_Work request_.
Are you able to quote each entry exactly as written?

_Records to use_.

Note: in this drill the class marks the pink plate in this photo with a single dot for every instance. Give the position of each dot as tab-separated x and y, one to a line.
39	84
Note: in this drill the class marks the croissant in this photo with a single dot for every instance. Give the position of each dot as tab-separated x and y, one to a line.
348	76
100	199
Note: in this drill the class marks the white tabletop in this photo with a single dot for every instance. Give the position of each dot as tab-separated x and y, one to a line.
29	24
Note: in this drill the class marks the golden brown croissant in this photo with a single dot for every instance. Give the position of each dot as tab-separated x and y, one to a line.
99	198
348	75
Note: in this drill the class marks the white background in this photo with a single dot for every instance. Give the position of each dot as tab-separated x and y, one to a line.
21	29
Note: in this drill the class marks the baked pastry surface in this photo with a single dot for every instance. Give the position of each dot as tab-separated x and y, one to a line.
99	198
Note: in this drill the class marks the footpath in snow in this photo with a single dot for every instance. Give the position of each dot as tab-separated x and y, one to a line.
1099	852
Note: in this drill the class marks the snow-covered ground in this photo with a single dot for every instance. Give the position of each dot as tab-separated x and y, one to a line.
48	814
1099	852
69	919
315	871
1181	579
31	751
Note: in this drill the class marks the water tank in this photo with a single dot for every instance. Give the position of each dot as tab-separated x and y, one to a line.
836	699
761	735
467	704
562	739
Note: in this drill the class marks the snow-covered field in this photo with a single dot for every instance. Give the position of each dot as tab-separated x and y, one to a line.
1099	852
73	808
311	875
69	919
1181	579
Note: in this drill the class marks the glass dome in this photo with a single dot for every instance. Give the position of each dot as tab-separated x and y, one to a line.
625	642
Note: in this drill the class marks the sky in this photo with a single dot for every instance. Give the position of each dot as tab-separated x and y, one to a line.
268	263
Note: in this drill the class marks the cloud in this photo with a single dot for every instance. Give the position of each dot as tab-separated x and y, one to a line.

_Task output_.
Note: in this drill the class marks the pink plate in this photo with a single dot for every instance. Give the position of each dot as tab-separated x and y, one to a line.
39	84
Note: in this drill the class marks the croissant in this photo with a single dot for every instance. Give the position of each dot as tab-separated x and y, one to a line.
348	76
100	199
Note: in this drill the class marks the white tabletop in this photo with a single dot for every instance. Give the position of each dot as tab-separated x and y, one to a line.
29	24
Note: in this drill the class marks the golden brown croissant in this photo with a single dot for every instance. Give the position of each dot as tab-separated x and y, one to a line.
99	198
348	75
Note: in this drill the class marks the white background in this photo with a single dot for every instance. Give the position of each dot as tab-separated x and y, one to a line.
21	29
Note: in this drill the class marks the baked pastry surface in this photo with a single dot for every instance. Give the position of each dot as tab-separated x and y, one to a line.
99	198
Note: in this drill the class marks the footpath in snow in this photo with a single dot for every instance. Give the position of each dot as tab-separated x and y, one to a line.
1099	852
Note: in this drill the class marks the snow-covered ground in this photo with a single dot for every instance. Give the position of each dot as tab-separated x and y, one to a line.
48	814
1099	852
69	919
315	871
1181	579
31	751
Note: in this drill the class marks the water tank in this photo with a single dot for every instance. Give the position of each dot as tab-separated x and y, one to a line.
836	699
761	735
467	704
562	739
Note: in this drill the class marks the snow-covered field in this photo with a single dot for every instance. Give the position of each dot as tab-separated x and y, one to a line.
1099	852
73	808
311	875
69	919
1181	579
Note: in this drill the class marks the glass dome in this photo with a single dot for every instance. Give the position of each dot as tab-separated x and y, one to a line.
625	642
Note: in this drill the class marks the sky in this photo with a single dot for every instance. Give the position of each dot as tab-separated x and y, one to a line.
268	263
Note: in this drill the class marks the cloud in this photo with a single dot for every instance. Give the position of each dot as tab-separated x and y, one to a line.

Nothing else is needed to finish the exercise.